:: GETOONDE TEKST

III Epiloog – Eerste huwelijksjaren, een moeilijke tijd

1951-1965

1951-1953
> Sim doorkruist Vlaanderen in VW-Kever als handelsvertegenwoordigster (Provincies Antwerpen en Limburg) (koekjesverkoop), is enige kostwinner, werkt lange dagen
> Nand alleen thuis tracht van zijn kunst te leven: poëzie & schilderkunst (burgerrechten kwijt wegens veroordeling, geen inkomen), verdwijnt uit de actualiteit en wordt genegeerd, verbittering hierover
> publiceert 2 dichtbundels met poëzie geschreven in gevangenschap
> werken in tuin en serre (druiven)

::::
:: INGEVOERDE GEGEVENS

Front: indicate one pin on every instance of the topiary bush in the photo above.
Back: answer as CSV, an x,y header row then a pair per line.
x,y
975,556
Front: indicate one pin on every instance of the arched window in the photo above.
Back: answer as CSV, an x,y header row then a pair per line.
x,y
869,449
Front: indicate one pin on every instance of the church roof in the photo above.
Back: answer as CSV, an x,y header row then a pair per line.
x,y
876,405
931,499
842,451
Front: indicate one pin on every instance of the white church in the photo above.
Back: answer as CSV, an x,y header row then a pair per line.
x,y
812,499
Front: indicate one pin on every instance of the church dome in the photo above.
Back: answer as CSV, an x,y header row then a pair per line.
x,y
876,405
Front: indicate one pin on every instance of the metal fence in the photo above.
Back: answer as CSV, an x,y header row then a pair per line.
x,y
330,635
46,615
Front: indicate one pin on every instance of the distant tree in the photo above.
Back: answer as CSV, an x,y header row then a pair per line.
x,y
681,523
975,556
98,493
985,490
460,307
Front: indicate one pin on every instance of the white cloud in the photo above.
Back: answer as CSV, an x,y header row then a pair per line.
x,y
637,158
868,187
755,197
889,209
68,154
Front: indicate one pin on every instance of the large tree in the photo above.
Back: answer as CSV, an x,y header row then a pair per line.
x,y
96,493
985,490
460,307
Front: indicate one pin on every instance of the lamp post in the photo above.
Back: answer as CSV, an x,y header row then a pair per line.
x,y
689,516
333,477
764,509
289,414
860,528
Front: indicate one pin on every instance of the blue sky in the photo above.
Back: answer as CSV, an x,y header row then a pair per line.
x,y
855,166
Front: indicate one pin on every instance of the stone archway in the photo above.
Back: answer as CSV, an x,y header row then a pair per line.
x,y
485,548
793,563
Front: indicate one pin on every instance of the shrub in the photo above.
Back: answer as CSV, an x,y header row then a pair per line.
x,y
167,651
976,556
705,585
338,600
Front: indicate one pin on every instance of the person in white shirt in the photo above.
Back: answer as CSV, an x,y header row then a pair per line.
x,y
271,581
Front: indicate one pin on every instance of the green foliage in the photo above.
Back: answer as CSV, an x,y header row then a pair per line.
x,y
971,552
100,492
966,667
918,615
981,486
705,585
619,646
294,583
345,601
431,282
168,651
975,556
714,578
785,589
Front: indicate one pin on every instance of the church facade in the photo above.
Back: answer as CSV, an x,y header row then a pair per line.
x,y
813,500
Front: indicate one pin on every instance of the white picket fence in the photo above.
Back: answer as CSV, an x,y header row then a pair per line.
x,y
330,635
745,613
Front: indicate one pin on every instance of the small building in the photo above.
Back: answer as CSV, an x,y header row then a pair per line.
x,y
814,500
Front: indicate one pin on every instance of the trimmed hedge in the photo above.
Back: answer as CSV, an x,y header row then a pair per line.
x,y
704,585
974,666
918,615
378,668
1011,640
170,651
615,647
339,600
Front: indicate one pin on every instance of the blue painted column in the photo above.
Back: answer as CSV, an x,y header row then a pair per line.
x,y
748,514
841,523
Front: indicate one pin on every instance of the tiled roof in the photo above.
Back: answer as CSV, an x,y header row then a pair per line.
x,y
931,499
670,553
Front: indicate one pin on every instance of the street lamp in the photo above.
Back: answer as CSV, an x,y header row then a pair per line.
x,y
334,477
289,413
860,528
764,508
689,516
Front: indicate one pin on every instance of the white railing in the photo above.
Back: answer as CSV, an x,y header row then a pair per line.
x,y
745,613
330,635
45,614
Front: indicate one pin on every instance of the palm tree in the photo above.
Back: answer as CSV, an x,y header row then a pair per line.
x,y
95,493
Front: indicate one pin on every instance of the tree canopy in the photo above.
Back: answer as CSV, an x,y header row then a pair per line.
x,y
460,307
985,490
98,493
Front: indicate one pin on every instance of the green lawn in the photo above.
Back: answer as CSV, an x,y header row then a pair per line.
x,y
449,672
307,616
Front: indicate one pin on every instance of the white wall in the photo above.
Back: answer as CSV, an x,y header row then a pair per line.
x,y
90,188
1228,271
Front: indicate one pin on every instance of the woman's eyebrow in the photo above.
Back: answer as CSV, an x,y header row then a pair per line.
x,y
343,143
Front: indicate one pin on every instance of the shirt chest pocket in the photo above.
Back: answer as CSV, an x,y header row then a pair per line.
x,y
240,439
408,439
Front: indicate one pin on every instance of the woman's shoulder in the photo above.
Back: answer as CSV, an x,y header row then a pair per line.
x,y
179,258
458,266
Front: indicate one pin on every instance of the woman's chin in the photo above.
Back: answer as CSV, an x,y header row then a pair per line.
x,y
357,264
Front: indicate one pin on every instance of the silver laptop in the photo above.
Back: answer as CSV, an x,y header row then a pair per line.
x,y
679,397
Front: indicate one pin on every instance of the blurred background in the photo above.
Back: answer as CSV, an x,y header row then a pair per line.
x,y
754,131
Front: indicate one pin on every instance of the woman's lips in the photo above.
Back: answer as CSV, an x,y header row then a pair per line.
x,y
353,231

::::

▸ OPDRACHTEN
**A)** Schrijf uit de getoonde tekst woordelijk over van "III Epiloog –" tot en met "en serre (druiven)".
**B)** In welke provincies werkte Sim volgens de getoonde tekst als handelsvertegenwoordigster?
Gebruik alleen de getoonde tekst en niet de vermeldingen.

▸ UITWERKINGEN
**A)**
III Epiloog – Eerste huwelijksjaren, een moeilijke tijd

1951-1965

1951-1953
> Sim doorkruist Vlaanderen in VW-Kever als handelsvertegenwoordigster (Provincies Antwerpen en Limburg) (koekjesverkoop), is enige kostwinner, werkt lange dagen
> Nand alleen thuis tracht van zijn kunst te leven: poëzie & schilderkunst (burgerrechten kwijt wegens veroordeling, geen inkomen), verdwijnt uit de actualiteit en wordt genegeerd, verbittering hierover
> publiceert 2 dichtbundels met poëzie geschreven in gevangenschap
> werken in tuin en serre (druiven)

**B)** In de provincies Antwerpen en Limburg.